>> Begin Selection

We cooked, but more than that, we shared the act of cooking, hands moving in and out of the same space, someone starting something that someone else would finish, small adjustments made without discussion, a rhythm that didn’t belong to any one person but somehow held all of us inside it, and in that rhythm I felt something open in me that I didn’t realize had been closing.


And as much as the weekend offered all of that, all of those perspectives and small recalibrations that I know will stay with me long after the drive home has faded, I kept finding myself pulled back to the same place, the same thought, the same realization that has followed me longer than I’ve been willing to admit.
It always comes back to breakfast.
Not because it’s simple, although it is, or because it’s nostalgic, although it carries that too, but because breakfast feels like the most honest version of love I’ve ever known, the kind that meets people before the day has shaped them into something harder, more guarded and performative. The kind of love that asks nothing of you other than to show up as you are, a little tired, a little undone, still halfway between who you were yesterday and who you’re supposed to be today.
My dad in the kitchen, early enough that the light hadn’t fully settled into the world yet, making what he always called ‘dippy eggs’, cooked just long enough that the whites held but the yolks stayed loose, finished with lemon pepper in a way that made it feel like a signature, like something only he could make taste that way, even though I’ve tried to recreate it more times than I can count and never quite land in the same place. Mornings camping, standing just close enough to the fire to feel the heat on your shins while he cooked bacon in a cast iron, running maple syrup into the pan until it caramelized into something that felt borderline reckless, making you wonder if it was worth cleaning the pan, if you were ruining something in the process, until that first bite answered the question before you could even finish asking it.
My mom’s quiche at Christmas, or honestly any time she made it, the kind of smell that fills a house in a way that makes it impossible to stay in bed, that pulls you into the kitchen, that still makes my mouth water even now, years later.
Everyone has their version of this, I think, their own small archive of meals that meant more than they were supposed to, but for me, they all seem to trace back to mornings, to eggs, to coffee, to something sweet or to something savory.

>> End Selection

#### Requirements
#1 In the breakfast passage, what name did the dad give to the eggs he made early in the morning?
#2 From the breakfast passage, extract the words that begin at "Everyone has their" and stop after "to something savory.".
#3 Explain why, according to the breakfast passage, the writer's thoughts always come back to breakfast.

>> Begin Provided material

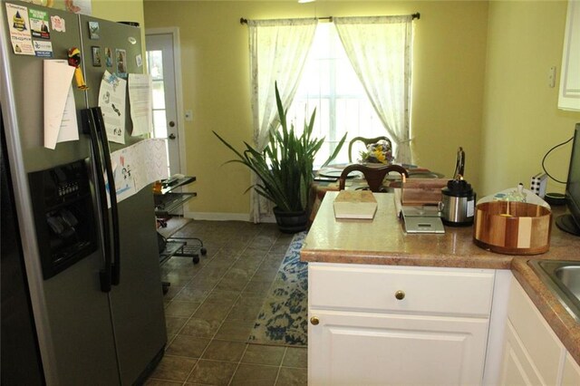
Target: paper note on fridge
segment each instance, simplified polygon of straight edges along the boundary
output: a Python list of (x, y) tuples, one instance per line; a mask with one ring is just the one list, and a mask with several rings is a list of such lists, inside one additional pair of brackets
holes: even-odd
[(78, 140), (72, 75), (74, 67), (64, 60), (45, 60), (44, 75), (44, 147), (56, 148), (57, 142)]
[(151, 75), (129, 74), (129, 102), (130, 120), (133, 122), (131, 135), (148, 134), (153, 131)]
[(127, 81), (105, 71), (99, 89), (99, 107), (105, 121), (107, 138), (125, 144), (125, 93)]

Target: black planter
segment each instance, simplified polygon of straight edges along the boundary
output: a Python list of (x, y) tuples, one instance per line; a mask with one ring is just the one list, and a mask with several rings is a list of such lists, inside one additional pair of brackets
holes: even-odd
[(300, 212), (284, 212), (274, 207), (274, 216), (278, 224), (278, 229), (283, 233), (298, 233), (305, 230), (308, 227), (308, 216), (305, 210)]

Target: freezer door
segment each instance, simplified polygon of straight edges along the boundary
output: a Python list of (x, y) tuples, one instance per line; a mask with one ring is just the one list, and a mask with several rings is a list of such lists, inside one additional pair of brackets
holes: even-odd
[[(117, 75), (142, 73), (140, 29), (80, 16), (85, 80), (90, 107), (99, 105), (99, 85), (105, 70)], [(92, 59), (93, 51), (101, 53)], [(111, 60), (107, 53), (111, 53)], [(125, 103), (125, 145), (109, 142), (111, 151), (141, 139), (130, 137), (129, 92)], [(121, 379), (131, 384), (162, 355), (167, 333), (159, 265), (152, 188), (121, 201), (118, 207), (121, 243), (121, 282), (113, 285), (110, 302)]]
[[(53, 150), (44, 147), (44, 59), (67, 59), (68, 50), (80, 47), (79, 21), (74, 14), (45, 8), (30, 3), (7, 1), (6, 4), (24, 7), (26, 10), (36, 10), (46, 13), (50, 16), (58, 16), (64, 21), (66, 28), (63, 32), (53, 30), (49, 32), (49, 39), (53, 47), (53, 58), (43, 58), (32, 55), (15, 54), (10, 40), (10, 30), (6, 19), (6, 8), (2, 3), (0, 24), (2, 24), (2, 44), (6, 48), (4, 64), (9, 78), (6, 87), (8, 92), (2, 96), (3, 109), (13, 109), (14, 114), (5, 112), (5, 117), (14, 115), (15, 127), (22, 144), (22, 155), (27, 172), (42, 170), (57, 165), (72, 162), (89, 157), (89, 142), (81, 135), (78, 141), (62, 142)], [(50, 25), (50, 23), (49, 23)], [(84, 92), (72, 87), (77, 109), (86, 106)], [(13, 130), (8, 127), (7, 130)]]
[[(66, 59), (68, 49), (80, 47), (78, 16), (30, 3), (2, 2), (0, 28), (2, 60), (2, 111), (19, 233), (26, 268), (39, 346), (48, 384), (119, 384), (119, 370), (107, 294), (101, 292), (101, 250), (91, 254), (55, 276), (43, 280), (34, 232), (29, 172), (84, 159), (90, 156), (88, 140), (63, 142), (56, 150), (43, 147), (43, 58), (13, 52), (6, 5), (58, 16), (65, 30), (50, 30), (54, 58)], [(84, 94), (74, 89), (77, 108), (86, 106)]]
[[(127, 80), (129, 73), (143, 73), (140, 28), (95, 17), (81, 15), (83, 70), (89, 107), (99, 105), (99, 85), (105, 70)], [(95, 57), (99, 53), (100, 61)], [(141, 140), (131, 137), (132, 122), (129, 109), (129, 92), (125, 97), (125, 145), (111, 142), (111, 151)]]

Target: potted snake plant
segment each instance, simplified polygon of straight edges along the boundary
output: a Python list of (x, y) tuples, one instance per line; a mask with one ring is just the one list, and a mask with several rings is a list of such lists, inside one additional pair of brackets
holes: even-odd
[[(274, 203), (274, 214), (280, 230), (295, 233), (307, 227), (308, 197), (314, 179), (314, 161), (324, 139), (313, 136), (315, 110), (310, 120), (304, 121), (302, 134), (296, 132), (293, 123), (288, 124), (287, 110), (282, 105), (277, 83), (275, 88), (279, 127), (276, 124), (270, 130), (268, 143), (262, 151), (247, 142), (244, 142), (246, 149), (238, 151), (216, 131), (214, 134), (236, 155), (234, 159), (226, 163), (241, 163), (259, 177), (260, 181), (247, 190), (253, 188), (259, 195)], [(346, 134), (324, 166), (336, 158), (345, 140)]]

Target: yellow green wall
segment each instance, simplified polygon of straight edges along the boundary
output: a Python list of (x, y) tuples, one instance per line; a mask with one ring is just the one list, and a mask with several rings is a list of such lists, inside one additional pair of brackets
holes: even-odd
[(488, 34), (487, 1), (145, 1), (147, 28), (179, 28), (185, 122), (185, 172), (197, 176), (198, 198), (186, 211), (246, 217), (249, 172), (221, 164), (231, 158), (212, 134), (240, 144), (252, 138), (249, 19), (420, 13), (415, 24), (412, 150), (416, 162), (447, 176), (457, 149), (477, 188)]
[[(567, 3), (489, 3), (488, 60), (481, 135), (482, 193), (523, 182), (541, 171), (544, 154), (572, 136), (580, 112), (557, 109)], [(551, 66), (556, 85), (548, 87)], [(546, 159), (550, 174), (566, 180), (570, 144)], [(548, 191), (564, 185), (548, 183)]]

>> End Provided material

#### Final answers
#1 He called them "dippy eggs."

#2
Everyone has their version of this, I think, their own small archive of meals that meant more than they were supposed to, but for me, they all seem to trace back to mornings, to eggs, to coffee, to something sweet or to something savory.

#3 Breakfast feels like the most honest version of love the writer has known, a love that meets people before the day shapes them into something harder, more guarded and performative. It asks nothing except that a person show up as they are.